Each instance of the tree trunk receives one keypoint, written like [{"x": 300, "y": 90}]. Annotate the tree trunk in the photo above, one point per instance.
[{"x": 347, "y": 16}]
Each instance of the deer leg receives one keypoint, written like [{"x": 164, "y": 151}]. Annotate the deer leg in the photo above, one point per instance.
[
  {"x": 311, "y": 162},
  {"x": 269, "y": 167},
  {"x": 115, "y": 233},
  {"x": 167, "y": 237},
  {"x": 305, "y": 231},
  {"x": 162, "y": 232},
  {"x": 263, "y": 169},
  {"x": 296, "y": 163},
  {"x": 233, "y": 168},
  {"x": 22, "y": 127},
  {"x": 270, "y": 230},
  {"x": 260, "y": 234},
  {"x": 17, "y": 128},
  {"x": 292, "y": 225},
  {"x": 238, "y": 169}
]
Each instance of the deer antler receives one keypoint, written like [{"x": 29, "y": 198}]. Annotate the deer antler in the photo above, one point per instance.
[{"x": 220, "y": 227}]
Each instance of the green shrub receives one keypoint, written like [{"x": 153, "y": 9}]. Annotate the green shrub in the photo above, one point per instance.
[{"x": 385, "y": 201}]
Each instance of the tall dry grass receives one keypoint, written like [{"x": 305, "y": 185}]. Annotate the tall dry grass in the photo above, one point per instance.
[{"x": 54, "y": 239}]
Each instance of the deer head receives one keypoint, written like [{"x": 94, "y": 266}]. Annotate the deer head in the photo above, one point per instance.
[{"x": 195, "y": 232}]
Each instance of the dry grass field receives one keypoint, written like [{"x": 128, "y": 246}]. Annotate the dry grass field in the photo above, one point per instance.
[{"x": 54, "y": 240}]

▶ Work required:
Rewrite every item above with each occurrence of "keypoint" changed to "marker" and all other text left as it stands.

▶ Expected answer:
Each instance of the tree trunk receives one marker, written like [{"x": 300, "y": 90}]. Annotate the tree trunk in the photo above, one point per instance.
[{"x": 347, "y": 16}]
Each instance of the deer leg receives one marker, written like [{"x": 164, "y": 151}]. Annotate the deer leg in the photo above, one point per instance.
[
  {"x": 311, "y": 162},
  {"x": 269, "y": 167},
  {"x": 115, "y": 233},
  {"x": 167, "y": 237},
  {"x": 305, "y": 231},
  {"x": 162, "y": 232},
  {"x": 263, "y": 169},
  {"x": 296, "y": 163},
  {"x": 233, "y": 168},
  {"x": 22, "y": 127},
  {"x": 270, "y": 230},
  {"x": 260, "y": 234},
  {"x": 17, "y": 128},
  {"x": 292, "y": 225},
  {"x": 238, "y": 169}
]
Each instance of the deer antler receives one marker, written like [{"x": 29, "y": 198}]. Annotate the deer antler in the photo above, one point per instance.
[{"x": 220, "y": 227}]
Each instance of the green shrub receives one marker, written like [{"x": 153, "y": 9}]. Annotate the green shrub in the photo above, one point per instance.
[{"x": 385, "y": 201}]
Each instance of the tall dry grass receives one marker, written like [{"x": 305, "y": 185}]. Annotate the tall dry grass in the photo above, one point per instance.
[{"x": 54, "y": 239}]
Each instance of the deer head receives one marker, written like [{"x": 94, "y": 266}]. Annotate the deer head in the photo above, one point per instance.
[{"x": 195, "y": 232}]
Each instance of the dry grass field receives one marker, written like [{"x": 128, "y": 246}]. Annotate the dry grass field in the photo above, one point per instance.
[{"x": 54, "y": 240}]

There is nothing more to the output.